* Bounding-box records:
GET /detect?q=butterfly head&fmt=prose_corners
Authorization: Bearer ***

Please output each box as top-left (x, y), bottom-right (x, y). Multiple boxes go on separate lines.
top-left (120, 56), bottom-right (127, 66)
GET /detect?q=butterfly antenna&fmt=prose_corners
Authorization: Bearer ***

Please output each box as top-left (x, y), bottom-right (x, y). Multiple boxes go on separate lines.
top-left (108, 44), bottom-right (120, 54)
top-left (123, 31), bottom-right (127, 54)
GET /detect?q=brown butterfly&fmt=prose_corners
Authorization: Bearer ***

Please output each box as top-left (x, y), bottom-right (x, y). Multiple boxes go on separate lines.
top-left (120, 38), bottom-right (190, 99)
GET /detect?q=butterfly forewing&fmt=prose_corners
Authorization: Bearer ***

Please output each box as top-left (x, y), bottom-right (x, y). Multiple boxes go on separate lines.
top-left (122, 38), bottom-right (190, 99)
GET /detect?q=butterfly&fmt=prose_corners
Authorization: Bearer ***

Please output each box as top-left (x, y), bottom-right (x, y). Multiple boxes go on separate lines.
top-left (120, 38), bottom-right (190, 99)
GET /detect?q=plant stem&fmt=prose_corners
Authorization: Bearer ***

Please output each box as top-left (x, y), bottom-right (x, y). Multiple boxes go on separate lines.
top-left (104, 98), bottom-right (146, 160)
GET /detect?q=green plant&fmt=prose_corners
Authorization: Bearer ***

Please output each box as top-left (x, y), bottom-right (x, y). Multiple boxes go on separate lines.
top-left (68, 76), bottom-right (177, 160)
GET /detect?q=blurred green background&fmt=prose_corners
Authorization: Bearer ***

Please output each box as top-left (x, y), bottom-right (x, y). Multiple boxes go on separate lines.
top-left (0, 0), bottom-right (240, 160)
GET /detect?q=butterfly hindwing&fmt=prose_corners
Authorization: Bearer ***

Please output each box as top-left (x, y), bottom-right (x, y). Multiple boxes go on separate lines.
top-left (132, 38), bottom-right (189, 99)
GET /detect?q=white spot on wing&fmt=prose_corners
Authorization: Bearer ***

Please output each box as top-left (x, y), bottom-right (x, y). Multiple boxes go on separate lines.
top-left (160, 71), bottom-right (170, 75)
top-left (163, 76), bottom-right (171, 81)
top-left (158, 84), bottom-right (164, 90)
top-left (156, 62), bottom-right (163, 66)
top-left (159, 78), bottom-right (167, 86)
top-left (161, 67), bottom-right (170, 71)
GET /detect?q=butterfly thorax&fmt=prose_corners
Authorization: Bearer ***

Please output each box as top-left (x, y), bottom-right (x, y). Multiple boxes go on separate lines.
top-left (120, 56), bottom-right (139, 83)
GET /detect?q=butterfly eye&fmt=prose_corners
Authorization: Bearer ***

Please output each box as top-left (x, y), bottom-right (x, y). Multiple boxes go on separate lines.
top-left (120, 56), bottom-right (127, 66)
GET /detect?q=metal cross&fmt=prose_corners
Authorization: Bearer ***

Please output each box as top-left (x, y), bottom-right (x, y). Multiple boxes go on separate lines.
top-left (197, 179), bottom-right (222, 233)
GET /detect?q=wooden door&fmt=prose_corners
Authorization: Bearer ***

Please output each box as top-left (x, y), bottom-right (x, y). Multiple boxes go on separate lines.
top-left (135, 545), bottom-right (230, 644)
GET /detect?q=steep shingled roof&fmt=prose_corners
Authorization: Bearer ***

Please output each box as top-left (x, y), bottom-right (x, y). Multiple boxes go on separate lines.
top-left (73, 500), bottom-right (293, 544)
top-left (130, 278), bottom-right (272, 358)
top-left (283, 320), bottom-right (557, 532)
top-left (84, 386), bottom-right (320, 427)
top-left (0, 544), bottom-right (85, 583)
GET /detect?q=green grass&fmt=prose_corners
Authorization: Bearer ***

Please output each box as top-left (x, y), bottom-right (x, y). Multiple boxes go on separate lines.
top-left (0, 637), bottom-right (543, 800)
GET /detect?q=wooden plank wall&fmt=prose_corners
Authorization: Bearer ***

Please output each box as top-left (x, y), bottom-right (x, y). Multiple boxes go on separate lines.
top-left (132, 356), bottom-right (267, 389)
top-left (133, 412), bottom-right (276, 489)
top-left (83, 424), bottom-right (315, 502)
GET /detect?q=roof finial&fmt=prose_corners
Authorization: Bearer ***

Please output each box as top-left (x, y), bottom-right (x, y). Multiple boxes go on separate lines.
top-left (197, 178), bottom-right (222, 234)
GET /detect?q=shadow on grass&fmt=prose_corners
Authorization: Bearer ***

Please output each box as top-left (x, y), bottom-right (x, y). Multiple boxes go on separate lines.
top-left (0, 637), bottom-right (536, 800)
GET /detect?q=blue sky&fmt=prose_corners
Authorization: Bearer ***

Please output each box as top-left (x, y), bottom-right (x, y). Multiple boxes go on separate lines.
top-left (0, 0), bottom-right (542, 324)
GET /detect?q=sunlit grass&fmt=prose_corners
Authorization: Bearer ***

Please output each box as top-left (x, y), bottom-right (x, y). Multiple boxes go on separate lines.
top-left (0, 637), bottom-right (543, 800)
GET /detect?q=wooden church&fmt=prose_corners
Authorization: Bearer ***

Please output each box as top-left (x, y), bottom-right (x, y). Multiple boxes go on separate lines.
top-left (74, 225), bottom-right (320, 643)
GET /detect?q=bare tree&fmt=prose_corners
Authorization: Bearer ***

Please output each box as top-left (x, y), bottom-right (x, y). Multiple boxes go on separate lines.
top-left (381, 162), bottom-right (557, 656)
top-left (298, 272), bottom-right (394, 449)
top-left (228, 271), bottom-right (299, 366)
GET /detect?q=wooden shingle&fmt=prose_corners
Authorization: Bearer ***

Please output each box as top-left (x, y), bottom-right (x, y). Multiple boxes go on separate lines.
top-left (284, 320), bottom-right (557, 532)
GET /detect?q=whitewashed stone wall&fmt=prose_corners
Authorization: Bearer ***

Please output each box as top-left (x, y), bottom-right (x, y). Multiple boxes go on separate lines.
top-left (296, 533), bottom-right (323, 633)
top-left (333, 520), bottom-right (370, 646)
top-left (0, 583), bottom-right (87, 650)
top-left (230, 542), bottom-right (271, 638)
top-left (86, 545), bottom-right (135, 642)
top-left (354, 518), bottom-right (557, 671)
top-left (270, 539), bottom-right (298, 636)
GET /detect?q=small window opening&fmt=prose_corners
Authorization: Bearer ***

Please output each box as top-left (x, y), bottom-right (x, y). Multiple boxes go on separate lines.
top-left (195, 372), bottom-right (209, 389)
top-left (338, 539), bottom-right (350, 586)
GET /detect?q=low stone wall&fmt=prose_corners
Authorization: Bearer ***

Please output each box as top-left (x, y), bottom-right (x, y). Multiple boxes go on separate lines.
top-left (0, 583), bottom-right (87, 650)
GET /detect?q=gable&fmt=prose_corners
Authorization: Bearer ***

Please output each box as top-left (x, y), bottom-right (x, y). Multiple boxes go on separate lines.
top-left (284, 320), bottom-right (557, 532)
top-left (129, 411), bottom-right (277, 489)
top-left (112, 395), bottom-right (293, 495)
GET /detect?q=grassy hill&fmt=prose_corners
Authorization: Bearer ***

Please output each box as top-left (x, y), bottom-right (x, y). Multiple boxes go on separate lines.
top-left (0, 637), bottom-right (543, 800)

* Exercise objective:
Can you write out everything above from the line containing "GET /detect?q=white spot" down to and including the line containing "top-left (135, 545), bottom-right (230, 644)", requests and all, with every coordinate in the answers offset by -4?

* The reply:
GET /detect?q=white spot on wing&fmt=prose_corners
Authorization: Bearer ***

Please output each box as top-left (x, y), bottom-right (x, y). Multiple boxes go on separate lines.
top-left (156, 67), bottom-right (166, 71)
top-left (159, 72), bottom-right (167, 77)
top-left (154, 80), bottom-right (160, 86)
top-left (152, 58), bottom-right (159, 62)
top-left (155, 74), bottom-right (163, 82)
top-left (157, 63), bottom-right (166, 67)
GET /detect?q=butterfly thorax&fmt=prose_corners
Authorization: Bearer ***

Please output each box as top-left (x, y), bottom-right (x, y). Multiple boxes go on separate lines.
top-left (116, 52), bottom-right (135, 79)
GET /detect?q=butterfly eye&fmt=prose_corners
Authorization: Bearer ***

Please output each box as top-left (x, y), bottom-right (x, y). Multiple boxes go on separate lines.
top-left (116, 52), bottom-right (123, 62)
GET /detect?q=metal cross&fmt=prose_corners
Authorization: Bearer ***

Please output each box as top-left (x, y), bottom-right (x, y). Multiple boxes go on separate lines.
top-left (193, 175), bottom-right (218, 229)
GET /detect?q=wooden door&fmt=prose_corners
Authorization: Bearer ***

Please output each box as top-left (x, y), bottom-right (x, y). Multiple boxes go on separate lines.
top-left (131, 541), bottom-right (226, 640)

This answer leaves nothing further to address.